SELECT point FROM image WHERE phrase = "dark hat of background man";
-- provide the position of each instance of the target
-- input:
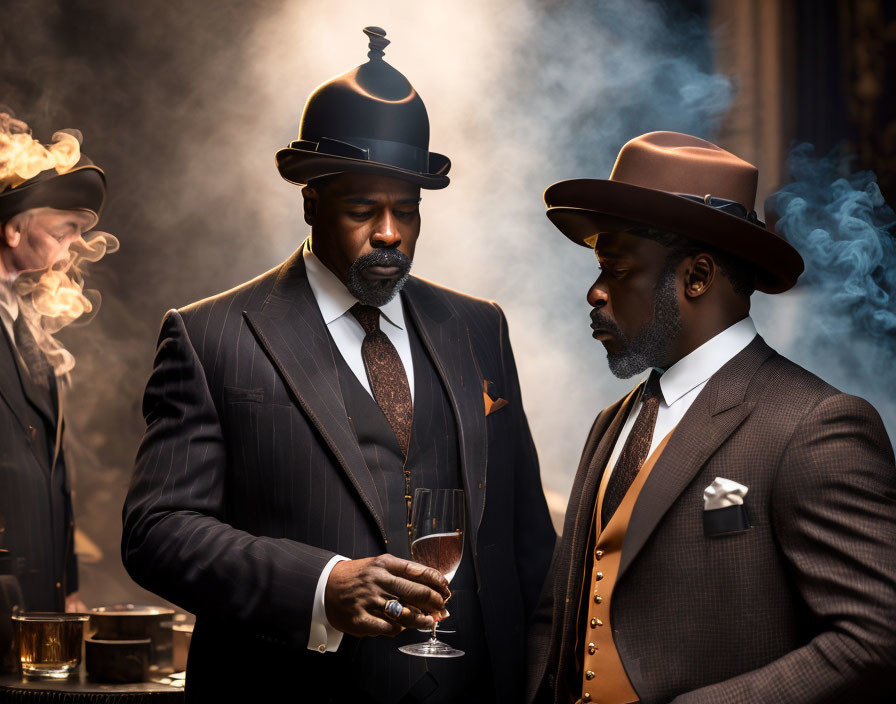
(681, 184)
(368, 120)
(82, 187)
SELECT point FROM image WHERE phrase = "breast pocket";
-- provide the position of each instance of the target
(234, 394)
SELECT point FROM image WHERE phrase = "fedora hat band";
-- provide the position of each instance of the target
(381, 151)
(732, 207)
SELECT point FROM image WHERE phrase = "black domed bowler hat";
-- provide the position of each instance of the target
(368, 120)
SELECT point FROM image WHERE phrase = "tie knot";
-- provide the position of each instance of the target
(368, 316)
(652, 388)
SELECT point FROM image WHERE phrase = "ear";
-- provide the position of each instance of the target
(699, 275)
(311, 197)
(12, 236)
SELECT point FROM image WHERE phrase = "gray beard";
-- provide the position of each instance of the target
(652, 345)
(378, 293)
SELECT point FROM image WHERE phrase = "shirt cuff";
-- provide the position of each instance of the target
(322, 636)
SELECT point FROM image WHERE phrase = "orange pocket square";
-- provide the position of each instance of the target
(491, 405)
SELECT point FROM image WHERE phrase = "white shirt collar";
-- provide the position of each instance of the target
(334, 299)
(695, 368)
(8, 301)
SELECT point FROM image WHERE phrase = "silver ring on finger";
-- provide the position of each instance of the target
(392, 609)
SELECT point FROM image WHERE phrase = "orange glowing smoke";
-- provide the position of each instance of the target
(22, 157)
(53, 298)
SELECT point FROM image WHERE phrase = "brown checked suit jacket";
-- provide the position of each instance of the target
(798, 607)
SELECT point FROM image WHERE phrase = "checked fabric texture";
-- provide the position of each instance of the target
(386, 373)
(633, 454)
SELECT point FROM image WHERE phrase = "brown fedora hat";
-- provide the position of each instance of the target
(682, 184)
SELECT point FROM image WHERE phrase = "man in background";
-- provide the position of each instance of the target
(49, 197)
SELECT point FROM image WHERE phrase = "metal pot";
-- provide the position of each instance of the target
(136, 622)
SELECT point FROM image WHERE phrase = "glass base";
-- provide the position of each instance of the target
(55, 671)
(431, 649)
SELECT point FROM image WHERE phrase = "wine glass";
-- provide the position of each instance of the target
(437, 541)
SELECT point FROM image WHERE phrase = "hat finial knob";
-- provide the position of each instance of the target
(378, 42)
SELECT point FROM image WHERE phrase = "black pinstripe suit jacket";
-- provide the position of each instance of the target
(35, 500)
(250, 478)
(800, 607)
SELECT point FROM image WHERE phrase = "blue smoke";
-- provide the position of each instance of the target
(842, 227)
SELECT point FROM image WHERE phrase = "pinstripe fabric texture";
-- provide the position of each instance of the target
(250, 477)
(35, 503)
(433, 462)
(797, 608)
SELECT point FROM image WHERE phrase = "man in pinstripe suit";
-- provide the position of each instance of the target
(269, 495)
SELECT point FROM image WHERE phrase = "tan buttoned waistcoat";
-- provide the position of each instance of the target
(604, 680)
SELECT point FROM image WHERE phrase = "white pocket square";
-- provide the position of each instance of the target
(723, 493)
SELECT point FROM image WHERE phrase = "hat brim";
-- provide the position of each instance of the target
(300, 166)
(582, 209)
(82, 188)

+---+

■ Exercise task ■
Set down the records in full and exactly. Do not carry over any image.

■ Result of this exercise ■
SELECT point FROM image WHERE phrase = "dark hat of background man";
-- provide the position of each instance of the target
-- input:
(681, 184)
(368, 120)
(82, 187)
SELECT point FROM image WHERE phrase = "breast pocket";
-- provide the position of each instance of the target
(234, 394)
SELECT point FROM image WHERE phrase = "fedora hat band";
-- provide the position of each instance of the target
(381, 151)
(732, 207)
SELECT point FROM image WHERE phrase = "black domed bowler hat";
-- provide the position of each instance of the target
(368, 120)
SELECT point FROM image WHERE phrase = "tie knot";
-- provide the position of each instance of the target
(368, 316)
(652, 388)
SELECT point FROM image WHERE phrase = "ear";
-- provide the position of each instance of the target
(699, 275)
(311, 197)
(12, 236)
SELECT point FROM image WHERE phrase = "gray beard";
-- provide the position of each instance of the target
(652, 345)
(378, 293)
SELECT point FROM image WHERE phrase = "shirt cuff";
-- provide the position of each instance of the target
(322, 636)
SELECT point FROM image WHERE phrase = "orange pocket square";
-- provide the position of each instance of the target
(491, 405)
SELECT point FROM image WHERE phrase = "white shirt collar";
-- provide the position of each instance of the target
(334, 299)
(695, 368)
(8, 301)
SELECT point FROM image WHERE phrase = "silver ring on finger";
-- provide the position of each instance of the target
(392, 609)
SELECT point FROM image WHERE phrase = "orange glowing smoke";
-- provide the position of each instance of the target
(22, 157)
(53, 298)
SELECT point FROM image WHERE phrase = "brown checked suit jacket";
-- provide the position of each instance of the target
(798, 607)
SELECT point FROM image WHERE phrase = "checked fabric texture";
-- provide the position of each instance of the target
(386, 373)
(633, 454)
SELECT point FROM image WHERE phrase = "brown fedora hat";
-- provide the position of each instance of the target
(682, 184)
SELECT point FROM image WHERE phrase = "man in background";
-- provide the position of each instance of the target
(49, 197)
SELECT point FROM image WHERE phrase = "metal pot";
-- provide the position of each instance of the target
(136, 622)
SELECT point FROM image WHERE phrase = "glass base";
-- provide the position of each instance of the target
(55, 671)
(431, 649)
SELECT point FROM image WHERE phrase = "wine glass";
-- provide the position of each instance of the target
(437, 541)
SELECT point FROM image WHERE phrase = "hat finial knob";
-- provide the position of each instance of the target
(378, 42)
SELECT point FROM image WHERE phrase = "black pinstripe suit jacket";
-- provide the position of each instance of the target
(35, 500)
(250, 478)
(800, 607)
SELECT point FROM image WHERE phrase = "blue smoke";
-- provide the position of each instance of the target
(842, 227)
SELECT point FROM image WHERE phrase = "pinstripe fabric texture";
-- provide the position of each instance of the target
(250, 477)
(35, 503)
(433, 462)
(797, 608)
SELECT point FROM image WHERE phrase = "man in pinstripe suit";
-- provide the position of each instance of the target
(269, 495)
SELECT point FROM image WHERE phrase = "tan buttoned waistcoat";
-- provide the position of each instance of the target
(604, 680)
SELECT point FROM image WHERE phrase = "white pocket square";
-- provide the position of each instance of the target
(723, 493)
SELECT point FROM image WHERE phrase = "hat brim";
-- provide the position of each instance of the target
(300, 166)
(582, 209)
(82, 188)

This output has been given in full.